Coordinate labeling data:
^^^^^^^^^^^^^^^^

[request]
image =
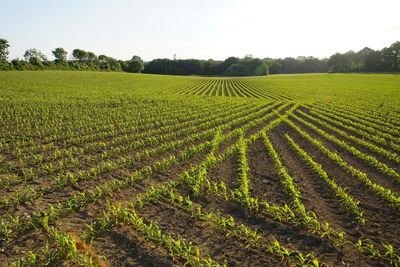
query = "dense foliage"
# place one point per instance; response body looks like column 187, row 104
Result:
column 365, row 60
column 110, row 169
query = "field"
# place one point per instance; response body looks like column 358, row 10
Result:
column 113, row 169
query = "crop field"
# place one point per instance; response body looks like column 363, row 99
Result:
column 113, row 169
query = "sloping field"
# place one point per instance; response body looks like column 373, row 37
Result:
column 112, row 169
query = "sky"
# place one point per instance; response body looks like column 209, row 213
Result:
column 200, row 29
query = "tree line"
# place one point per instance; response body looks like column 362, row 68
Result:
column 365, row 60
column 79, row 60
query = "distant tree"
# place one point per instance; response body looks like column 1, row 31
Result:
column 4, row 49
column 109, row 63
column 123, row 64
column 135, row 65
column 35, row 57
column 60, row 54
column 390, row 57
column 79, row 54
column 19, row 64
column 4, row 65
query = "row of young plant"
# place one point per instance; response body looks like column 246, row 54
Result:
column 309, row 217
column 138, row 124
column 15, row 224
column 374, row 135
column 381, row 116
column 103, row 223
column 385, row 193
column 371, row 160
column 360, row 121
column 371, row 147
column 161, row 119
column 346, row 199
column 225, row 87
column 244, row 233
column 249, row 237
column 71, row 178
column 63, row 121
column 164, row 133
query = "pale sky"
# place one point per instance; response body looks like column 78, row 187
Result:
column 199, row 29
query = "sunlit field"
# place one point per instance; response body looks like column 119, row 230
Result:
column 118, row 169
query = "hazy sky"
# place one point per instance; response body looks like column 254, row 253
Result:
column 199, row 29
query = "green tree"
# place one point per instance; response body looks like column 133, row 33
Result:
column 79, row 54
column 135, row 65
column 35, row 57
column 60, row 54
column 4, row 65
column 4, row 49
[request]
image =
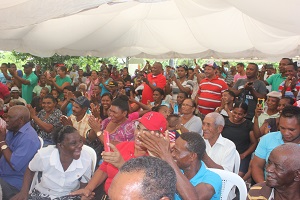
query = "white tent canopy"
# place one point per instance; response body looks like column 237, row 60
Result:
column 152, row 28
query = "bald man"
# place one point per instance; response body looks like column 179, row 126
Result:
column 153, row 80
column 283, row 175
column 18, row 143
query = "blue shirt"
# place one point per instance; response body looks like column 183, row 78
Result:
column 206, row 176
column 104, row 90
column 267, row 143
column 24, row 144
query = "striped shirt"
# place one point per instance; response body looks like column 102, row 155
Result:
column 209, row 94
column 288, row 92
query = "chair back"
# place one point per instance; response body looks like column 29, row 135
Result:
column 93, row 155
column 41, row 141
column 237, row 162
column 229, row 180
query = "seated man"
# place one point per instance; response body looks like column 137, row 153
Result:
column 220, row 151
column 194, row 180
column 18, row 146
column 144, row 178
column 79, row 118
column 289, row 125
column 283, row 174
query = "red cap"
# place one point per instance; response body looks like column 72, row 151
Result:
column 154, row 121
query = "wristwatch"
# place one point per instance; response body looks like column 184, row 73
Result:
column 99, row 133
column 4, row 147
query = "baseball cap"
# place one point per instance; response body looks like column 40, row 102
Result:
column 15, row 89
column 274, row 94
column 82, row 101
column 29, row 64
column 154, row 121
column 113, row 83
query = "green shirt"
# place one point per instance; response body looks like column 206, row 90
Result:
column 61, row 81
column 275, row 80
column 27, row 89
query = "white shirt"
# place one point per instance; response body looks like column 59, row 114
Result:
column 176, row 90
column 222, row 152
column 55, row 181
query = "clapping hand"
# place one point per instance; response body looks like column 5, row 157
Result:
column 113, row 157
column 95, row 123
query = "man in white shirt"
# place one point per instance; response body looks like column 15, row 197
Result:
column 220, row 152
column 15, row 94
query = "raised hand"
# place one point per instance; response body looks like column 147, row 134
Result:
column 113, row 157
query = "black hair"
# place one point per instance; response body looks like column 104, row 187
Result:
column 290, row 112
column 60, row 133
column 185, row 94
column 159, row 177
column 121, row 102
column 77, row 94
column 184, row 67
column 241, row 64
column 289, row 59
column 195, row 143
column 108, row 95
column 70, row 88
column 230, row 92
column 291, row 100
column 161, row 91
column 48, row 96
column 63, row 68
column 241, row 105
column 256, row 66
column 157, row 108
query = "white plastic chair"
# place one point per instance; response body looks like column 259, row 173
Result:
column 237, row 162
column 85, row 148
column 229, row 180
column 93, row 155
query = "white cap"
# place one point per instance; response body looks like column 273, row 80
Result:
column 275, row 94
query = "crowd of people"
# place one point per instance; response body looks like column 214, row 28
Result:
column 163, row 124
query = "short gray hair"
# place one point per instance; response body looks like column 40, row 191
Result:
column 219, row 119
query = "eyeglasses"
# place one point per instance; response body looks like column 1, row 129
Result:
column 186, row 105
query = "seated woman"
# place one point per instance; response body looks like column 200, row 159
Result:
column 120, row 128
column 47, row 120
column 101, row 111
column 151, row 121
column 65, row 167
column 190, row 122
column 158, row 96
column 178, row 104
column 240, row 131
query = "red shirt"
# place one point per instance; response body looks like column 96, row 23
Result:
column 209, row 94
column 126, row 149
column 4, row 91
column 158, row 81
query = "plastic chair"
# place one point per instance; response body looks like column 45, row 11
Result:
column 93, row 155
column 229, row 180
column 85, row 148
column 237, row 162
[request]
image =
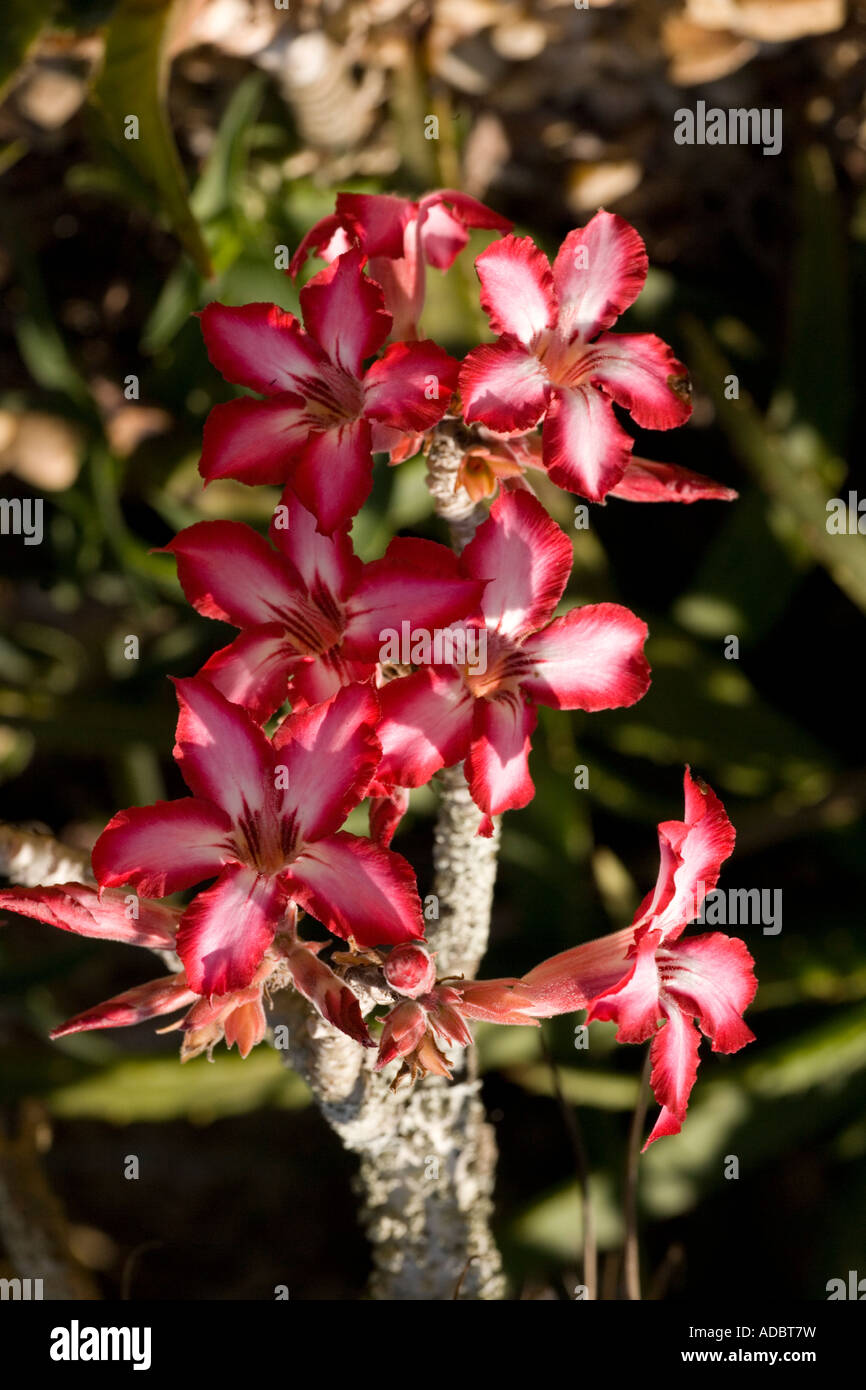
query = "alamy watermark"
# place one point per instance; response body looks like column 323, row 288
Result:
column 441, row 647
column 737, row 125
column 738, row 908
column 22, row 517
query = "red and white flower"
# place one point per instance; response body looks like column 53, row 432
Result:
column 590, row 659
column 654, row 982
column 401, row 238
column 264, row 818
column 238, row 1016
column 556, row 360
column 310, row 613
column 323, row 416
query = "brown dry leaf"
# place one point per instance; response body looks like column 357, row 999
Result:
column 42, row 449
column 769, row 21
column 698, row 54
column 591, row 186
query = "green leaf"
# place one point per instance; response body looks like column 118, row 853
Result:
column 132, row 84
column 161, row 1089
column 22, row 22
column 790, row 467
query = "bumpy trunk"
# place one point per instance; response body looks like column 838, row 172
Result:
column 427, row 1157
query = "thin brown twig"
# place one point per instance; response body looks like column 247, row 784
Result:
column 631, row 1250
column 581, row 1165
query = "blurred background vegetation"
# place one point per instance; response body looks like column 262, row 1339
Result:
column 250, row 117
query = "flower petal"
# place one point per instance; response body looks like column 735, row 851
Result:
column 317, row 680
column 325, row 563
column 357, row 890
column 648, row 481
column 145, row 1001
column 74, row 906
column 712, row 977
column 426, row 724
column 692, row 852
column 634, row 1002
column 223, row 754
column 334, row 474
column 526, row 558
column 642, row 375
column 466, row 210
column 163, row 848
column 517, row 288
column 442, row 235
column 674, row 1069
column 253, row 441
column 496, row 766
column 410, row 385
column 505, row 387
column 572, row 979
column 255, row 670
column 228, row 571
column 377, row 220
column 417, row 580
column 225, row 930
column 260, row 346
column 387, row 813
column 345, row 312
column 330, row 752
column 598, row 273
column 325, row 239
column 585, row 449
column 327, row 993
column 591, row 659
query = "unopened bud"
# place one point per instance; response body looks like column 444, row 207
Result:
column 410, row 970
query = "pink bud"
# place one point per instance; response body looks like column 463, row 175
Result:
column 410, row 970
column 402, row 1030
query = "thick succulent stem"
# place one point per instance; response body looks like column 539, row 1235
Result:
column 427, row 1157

^^^^^^^^^^^^^^^^

▸ **Problem**:
Collect every line of the records above that contains the string "tree" and copy each one in full. Matching is case-sensitive.

▸ **Response below**:
query = "tree line"
query = "distant tree"
query = "green tree"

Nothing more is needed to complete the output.